#### [EXERCISE GOAL]
The line with "box: [99, 110, 114, 128]", the line with "124L105 126L106 130L114", and all lines between them in the material below: return these exactly, and no others.

#### ENTRIES SUPPLIED ####

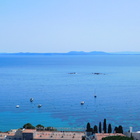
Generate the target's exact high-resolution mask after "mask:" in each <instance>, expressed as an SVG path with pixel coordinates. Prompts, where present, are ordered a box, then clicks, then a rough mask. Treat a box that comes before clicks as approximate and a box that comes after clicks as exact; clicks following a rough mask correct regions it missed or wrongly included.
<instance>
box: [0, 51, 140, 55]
mask: <svg viewBox="0 0 140 140" xmlns="http://www.w3.org/2000/svg"><path fill="white" fill-rule="evenodd" d="M0 54H1V55H140V52H103V51H91V52H84V51H70V52H66V53H32V52H19V53H0Z"/></svg>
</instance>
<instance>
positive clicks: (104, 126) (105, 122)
mask: <svg viewBox="0 0 140 140" xmlns="http://www.w3.org/2000/svg"><path fill="white" fill-rule="evenodd" d="M103 130H104V133H106V119H104V124H103Z"/></svg>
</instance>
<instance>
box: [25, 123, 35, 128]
mask: <svg viewBox="0 0 140 140" xmlns="http://www.w3.org/2000/svg"><path fill="white" fill-rule="evenodd" d="M23 128H25V129H35V127H34V126H33V125H32V124H30V123H26V124H24V125H23Z"/></svg>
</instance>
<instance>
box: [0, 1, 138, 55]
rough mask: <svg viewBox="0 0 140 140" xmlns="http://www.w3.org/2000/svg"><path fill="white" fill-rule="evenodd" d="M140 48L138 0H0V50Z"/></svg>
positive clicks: (111, 49) (136, 49) (24, 51)
mask: <svg viewBox="0 0 140 140" xmlns="http://www.w3.org/2000/svg"><path fill="white" fill-rule="evenodd" d="M69 51H85V52H90V51H105V52H121V51H135V52H140V1H139V0H134V1H132V0H0V52H8V53H15V52H35V53H36V52H38V53H52V52H56V53H59V52H69Z"/></svg>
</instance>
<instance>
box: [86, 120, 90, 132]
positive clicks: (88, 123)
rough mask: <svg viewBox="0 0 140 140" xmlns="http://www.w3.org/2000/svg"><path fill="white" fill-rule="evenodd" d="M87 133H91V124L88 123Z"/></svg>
mask: <svg viewBox="0 0 140 140" xmlns="http://www.w3.org/2000/svg"><path fill="white" fill-rule="evenodd" d="M86 131H87V132H91V127H90V123H89V122H88V123H87V130H86Z"/></svg>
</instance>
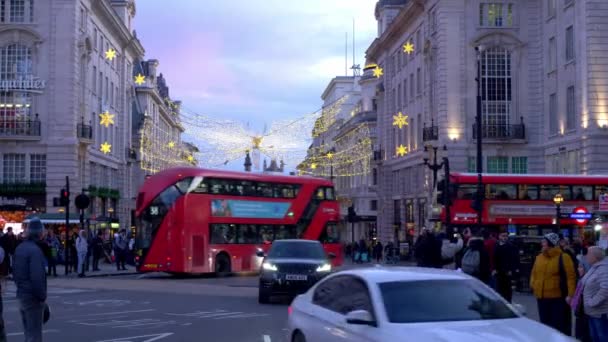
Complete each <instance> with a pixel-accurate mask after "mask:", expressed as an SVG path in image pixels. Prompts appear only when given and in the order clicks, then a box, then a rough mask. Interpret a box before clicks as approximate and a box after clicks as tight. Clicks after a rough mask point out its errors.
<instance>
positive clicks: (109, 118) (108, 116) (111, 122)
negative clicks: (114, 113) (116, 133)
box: [99, 110, 114, 128]
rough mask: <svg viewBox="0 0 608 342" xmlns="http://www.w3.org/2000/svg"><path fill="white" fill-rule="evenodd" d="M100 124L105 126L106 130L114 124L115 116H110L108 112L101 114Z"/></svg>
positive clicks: (112, 115)
mask: <svg viewBox="0 0 608 342" xmlns="http://www.w3.org/2000/svg"><path fill="white" fill-rule="evenodd" d="M99 118H100V119H101V120H100V121H99V124H100V125H102V126H105V127H106V128H108V127H110V125H113V124H114V114H110V112H108V111H107V110H106V111H105V112H103V113H101V114H99Z"/></svg>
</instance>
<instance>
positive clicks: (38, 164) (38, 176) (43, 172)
mask: <svg viewBox="0 0 608 342" xmlns="http://www.w3.org/2000/svg"><path fill="white" fill-rule="evenodd" d="M30 182H31V183H44V182H46V154H30Z"/></svg>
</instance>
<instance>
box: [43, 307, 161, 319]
mask: <svg viewBox="0 0 608 342" xmlns="http://www.w3.org/2000/svg"><path fill="white" fill-rule="evenodd" d="M150 311H156V309H146V310H132V311H119V312H104V313H97V314H86V315H78V316H70V317H57V318H54V319H72V318H81V317H89V316H109V315H121V314H128V313H138V312H150Z"/></svg>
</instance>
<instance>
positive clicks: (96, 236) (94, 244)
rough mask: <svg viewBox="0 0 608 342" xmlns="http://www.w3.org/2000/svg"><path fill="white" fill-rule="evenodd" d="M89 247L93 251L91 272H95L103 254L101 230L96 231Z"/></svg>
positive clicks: (102, 246)
mask: <svg viewBox="0 0 608 342" xmlns="http://www.w3.org/2000/svg"><path fill="white" fill-rule="evenodd" d="M91 247H92V249H93V272H95V271H99V259H101V255H102V254H103V232H102V231H101V230H99V231H97V236H95V238H94V239H93V242H92V246H91Z"/></svg>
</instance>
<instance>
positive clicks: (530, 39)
mask: <svg viewBox="0 0 608 342" xmlns="http://www.w3.org/2000/svg"><path fill="white" fill-rule="evenodd" d="M375 14H376V19H377V21H378V37H377V38H376V39H375V40H374V42H373V43H372V44H371V45H370V47H369V48H368V50H367V59H368V63H377V64H378V65H379V66H380V67H381V68H382V69H383V72H384V74H383V76H382V77H381V78H380V82H381V83H380V85H379V87H378V95H377V101H378V137H379V138H378V139H379V140H378V145H379V150H378V151H377V152H378V155H379V156H381V158H379V159H380V162H379V165H378V172H379V179H380V181H379V199H378V200H379V208H378V209H379V213H378V226H379V227H380V230H381V232H382V235H383V238H384V239H387V240H391V239H395V238H399V239H400V240H402V238H403V235H404V232H405V231H406V230H407V229H408V228H412V229H414V230H416V231H417V230H418V229H420V228H421V227H422V226H424V225H428V224H429V222H428V212H429V204H430V203H431V194H432V191H433V189H434V181H433V179H434V177H433V174H432V172H431V171H430V170H429V169H428V168H427V166H425V165H424V163H423V159H424V158H427V159H430V160H431V161H432V160H433V157H434V156H433V153H434V152H433V151H434V149H433V148H432V147H436V148H437V153H438V157H439V160H441V157H443V156H447V157H448V158H449V160H450V164H451V169H452V171H460V172H467V171H470V172H475V170H476V167H475V166H476V148H475V146H476V145H475V136H476V134H477V132H475V130H474V128H473V125H474V123H475V116H476V95H477V90H478V85H477V82H476V77H477V70H478V65H479V67H480V68H479V70H480V76H481V77H480V79H481V86H480V91H481V95H482V113H481V117H482V124H483V127H482V137H483V170H484V172H490V173H544V172H547V173H583V174H597V173H608V159H607V157H606V154H605V153H602V152H601V151H605V149H606V147H605V146H606V145H607V142H608V131H607V130H606V127H607V126H608V117H607V116H608V109H607V107H606V99H607V98H608V90H607V89H606V84H607V82H608V33H607V32H608V31H607V30H606V25H608V23H606V21H605V19H604V18H605V17H606V15H608V7H607V6H606V3H605V1H600V0H535V1H530V0H525V1H524V0H493V1H492V0H449V1H448V0H409V1H408V0H382V1H379V2H378V3H377V6H376V13H375ZM406 45H408V46H409V48H411V47H413V51H412V50H410V52H409V53H408V52H406V51H405V47H406ZM399 112H402V113H403V114H404V115H407V116H408V125H407V126H403V127H402V128H399V127H396V126H395V125H393V123H394V116H395V115H397V114H398V113H399ZM399 146H404V147H405V148H406V149H407V153H406V154H399V155H398V153H397V151H398V147H399ZM443 146H446V148H447V151H444V150H443ZM425 147H426V149H425ZM439 178H441V172H440V175H439Z"/></svg>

####

#### [ANSWER TO THIS TASK]
box: [99, 110, 114, 128]
rough mask: <svg viewBox="0 0 608 342" xmlns="http://www.w3.org/2000/svg"><path fill="white" fill-rule="evenodd" d="M100 124L105 126L106 130L114 124L115 116H110L108 112L101 114Z"/></svg>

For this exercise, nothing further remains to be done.